_PROVIDED RECORDS_:
__________________________________________________
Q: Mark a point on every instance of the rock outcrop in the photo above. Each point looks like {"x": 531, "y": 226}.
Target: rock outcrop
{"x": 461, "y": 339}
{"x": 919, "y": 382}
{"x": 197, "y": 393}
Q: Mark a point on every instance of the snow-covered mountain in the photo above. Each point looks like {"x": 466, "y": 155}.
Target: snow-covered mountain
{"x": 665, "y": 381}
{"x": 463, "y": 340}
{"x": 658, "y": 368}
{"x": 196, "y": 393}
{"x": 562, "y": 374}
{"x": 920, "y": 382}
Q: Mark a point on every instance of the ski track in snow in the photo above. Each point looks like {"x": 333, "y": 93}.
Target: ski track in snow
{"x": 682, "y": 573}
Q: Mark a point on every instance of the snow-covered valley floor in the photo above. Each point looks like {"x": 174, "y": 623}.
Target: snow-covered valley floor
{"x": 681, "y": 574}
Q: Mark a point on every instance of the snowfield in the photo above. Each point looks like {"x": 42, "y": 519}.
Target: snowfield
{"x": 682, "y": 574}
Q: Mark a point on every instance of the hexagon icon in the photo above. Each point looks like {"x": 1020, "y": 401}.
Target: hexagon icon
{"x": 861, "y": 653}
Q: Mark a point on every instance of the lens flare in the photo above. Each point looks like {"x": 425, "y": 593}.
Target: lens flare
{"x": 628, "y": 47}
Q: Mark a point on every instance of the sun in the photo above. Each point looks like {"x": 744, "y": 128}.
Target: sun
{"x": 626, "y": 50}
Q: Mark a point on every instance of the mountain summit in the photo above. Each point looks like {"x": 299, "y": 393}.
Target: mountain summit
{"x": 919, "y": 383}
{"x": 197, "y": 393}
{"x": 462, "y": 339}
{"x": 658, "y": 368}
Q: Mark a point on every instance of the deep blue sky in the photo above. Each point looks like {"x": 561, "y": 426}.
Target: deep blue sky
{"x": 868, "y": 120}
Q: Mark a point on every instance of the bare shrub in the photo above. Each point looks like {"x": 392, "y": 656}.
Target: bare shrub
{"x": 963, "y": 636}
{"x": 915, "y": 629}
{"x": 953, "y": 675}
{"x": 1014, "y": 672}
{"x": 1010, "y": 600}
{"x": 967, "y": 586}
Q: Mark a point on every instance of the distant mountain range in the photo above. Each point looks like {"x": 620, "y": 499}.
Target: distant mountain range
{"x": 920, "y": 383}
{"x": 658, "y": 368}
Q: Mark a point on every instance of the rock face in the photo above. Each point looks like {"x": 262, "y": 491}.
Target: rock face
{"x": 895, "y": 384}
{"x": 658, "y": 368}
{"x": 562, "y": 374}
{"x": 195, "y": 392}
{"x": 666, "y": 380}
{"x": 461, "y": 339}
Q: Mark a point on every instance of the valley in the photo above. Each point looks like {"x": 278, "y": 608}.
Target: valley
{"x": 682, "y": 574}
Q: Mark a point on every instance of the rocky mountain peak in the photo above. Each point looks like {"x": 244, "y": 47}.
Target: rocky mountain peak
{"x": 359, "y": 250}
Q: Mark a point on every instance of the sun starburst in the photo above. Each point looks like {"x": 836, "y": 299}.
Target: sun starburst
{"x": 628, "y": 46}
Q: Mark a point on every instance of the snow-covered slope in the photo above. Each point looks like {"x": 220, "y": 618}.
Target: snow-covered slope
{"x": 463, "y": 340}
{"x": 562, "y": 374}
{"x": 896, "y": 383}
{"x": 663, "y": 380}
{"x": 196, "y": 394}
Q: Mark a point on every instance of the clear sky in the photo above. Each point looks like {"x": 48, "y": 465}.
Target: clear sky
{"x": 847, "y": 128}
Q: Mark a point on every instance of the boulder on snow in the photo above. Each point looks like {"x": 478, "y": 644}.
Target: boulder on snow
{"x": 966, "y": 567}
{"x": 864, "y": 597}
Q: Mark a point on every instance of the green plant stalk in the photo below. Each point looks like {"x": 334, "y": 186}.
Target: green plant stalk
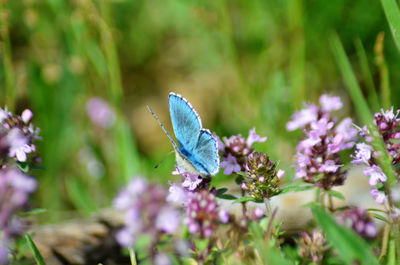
__________________________________________________
_EXERCISE DESCRIPTION_: Pictures stay out; reproduce every line of the records exactly.

_RESULT OF THE EXERCISE_:
Q: Mark a point on every instance of the rock outcrop in the photo above. Each point looks like {"x": 531, "y": 226}.
Target: rock outcrop
{"x": 461, "y": 339}
{"x": 919, "y": 382}
{"x": 197, "y": 393}
Q: Mark a point on every instance of the snow-covered mountain in the photo above. Each point looks like {"x": 466, "y": 155}.
Target: snow-covered mountain
{"x": 665, "y": 381}
{"x": 463, "y": 340}
{"x": 658, "y": 368}
{"x": 196, "y": 393}
{"x": 562, "y": 374}
{"x": 920, "y": 382}
Q: Mark a point on every instance of the ski track in snow in the photo above. Each point looks like {"x": 333, "y": 93}.
Target: ski track in snow
{"x": 682, "y": 573}
Q: Mark a point on every instance of the snow-covered valley floor in the photo above. Each point looks like {"x": 174, "y": 623}.
Target: snow-covered valley floor
{"x": 681, "y": 574}
Q: Mark a point on every instance of the snowfield in the photo above. Each point looks like {"x": 42, "y": 519}.
Target: snowfield
{"x": 682, "y": 574}
Q: Mark a point on every instance of the hexagon icon in the photo above. Each point looks like {"x": 1020, "y": 401}.
Target: hexagon icon
{"x": 861, "y": 653}
Q: Mark a point on every instance of the lens flare in the photo above. Each point looks like {"x": 425, "y": 593}.
Target: lens flare
{"x": 628, "y": 47}
Q: Mark a point on every instance of the sun in the photo above. Each point looks like {"x": 744, "y": 128}.
Target: sun
{"x": 626, "y": 50}
Q: Mark a point on every instance of the mountain summit in the photo above. Each point looks like {"x": 299, "y": 393}.
Target: mountain summit
{"x": 919, "y": 383}
{"x": 197, "y": 393}
{"x": 462, "y": 339}
{"x": 658, "y": 368}
Q: Mark a point on every instance of the deep blue sky in the photo above. Each point looks like {"x": 561, "y": 426}.
Target: deep blue sky
{"x": 868, "y": 120}
Q: Mark a point on every instance of the bare shrub in the photo above. Each point looks like {"x": 392, "y": 656}.
Target: bare shrub
{"x": 963, "y": 636}
{"x": 915, "y": 629}
{"x": 953, "y": 675}
{"x": 1014, "y": 672}
{"x": 1010, "y": 600}
{"x": 967, "y": 586}
Q: Mark a point on every instance of the distant mountain range in the photo above. Each point looks like {"x": 620, "y": 499}.
Target: distant mountain range
{"x": 920, "y": 383}
{"x": 658, "y": 368}
Q: Mark a point on every instance of the rock face in the photo above. Each point looks like {"x": 262, "y": 491}.
Target: rock face
{"x": 895, "y": 384}
{"x": 658, "y": 368}
{"x": 562, "y": 374}
{"x": 195, "y": 392}
{"x": 666, "y": 380}
{"x": 461, "y": 339}
Q: Mark a point on every instance of the valley in the photo above. Each point looks like {"x": 278, "y": 608}.
Target: valley
{"x": 682, "y": 574}
Q: Mark a point on every instance of the rocky mountain peak in the photo above. Each point looks like {"x": 244, "y": 47}.
Target: rocky mountain peak
{"x": 359, "y": 250}
Q: Mark a point on every instance of the sun starburst in the photo above. Each point looks like {"x": 836, "y": 299}.
Target: sun starburst
{"x": 628, "y": 46}
Q: Mark a point on every instance of the snow-covered slope in the photo above. Each point looks like {"x": 220, "y": 618}.
Target: snow-covered slope
{"x": 463, "y": 340}
{"x": 562, "y": 374}
{"x": 896, "y": 383}
{"x": 663, "y": 380}
{"x": 196, "y": 394}
Q: Mark a point on every instance of the clear sky in the photo above. Each point looks like {"x": 48, "y": 465}.
Target: clear sky
{"x": 847, "y": 128}
Q: Mark a point on every instance of the boulder on snow in the photo above. Each point looks like {"x": 478, "y": 644}.
Target: boulder on snow
{"x": 966, "y": 567}
{"x": 864, "y": 597}
Q: Mark a point on every instance of the green plant stalk in the photo below. Each point looks like {"x": 334, "y": 186}.
Target: green plant stalk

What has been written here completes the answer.